● Work required
Swap "brown rock" for "gray boulder" throughout the entries below and write them out again with everything else unchanged. Leave the pictures out.

───

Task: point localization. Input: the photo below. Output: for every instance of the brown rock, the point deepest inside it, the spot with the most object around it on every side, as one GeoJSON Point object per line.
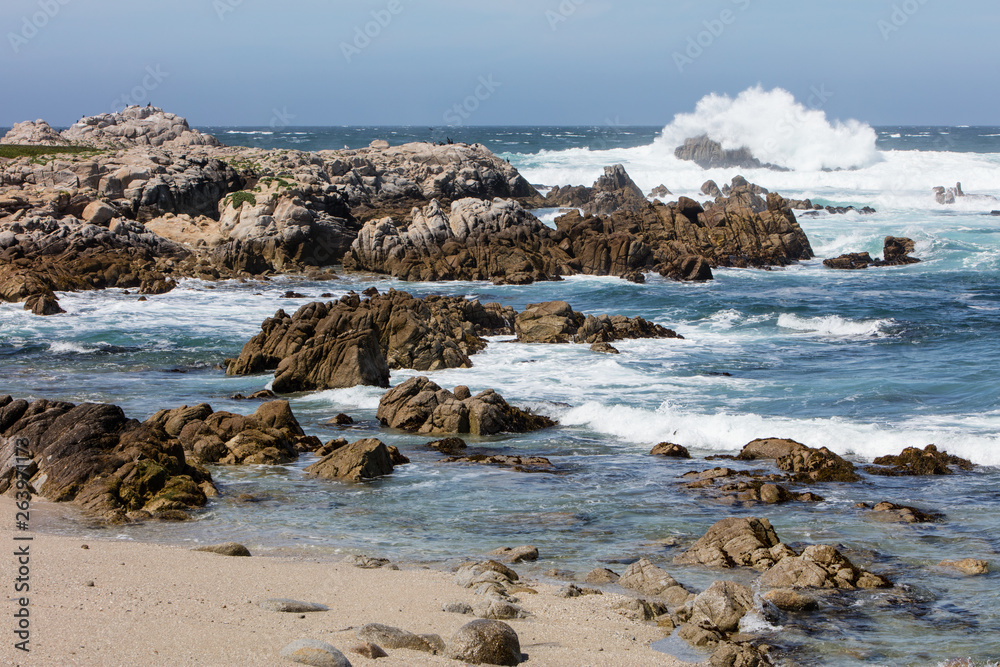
{"type": "Point", "coordinates": [913, 461]}
{"type": "Point", "coordinates": [364, 459]}
{"type": "Point", "coordinates": [734, 542]}
{"type": "Point", "coordinates": [421, 406]}
{"type": "Point", "coordinates": [969, 566]}
{"type": "Point", "coordinates": [670, 450]}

───

● Task output
Task: point localization. Input: the photo below. Output: for every instance of the gray boulder, the point deepest inside it, the spot with the most object around it on every side, as one GeoJSON Point object per line.
{"type": "Point", "coordinates": [913, 461]}
{"type": "Point", "coordinates": [364, 459]}
{"type": "Point", "coordinates": [734, 542]}
{"type": "Point", "coordinates": [421, 406]}
{"type": "Point", "coordinates": [969, 566]}
{"type": "Point", "coordinates": [670, 450]}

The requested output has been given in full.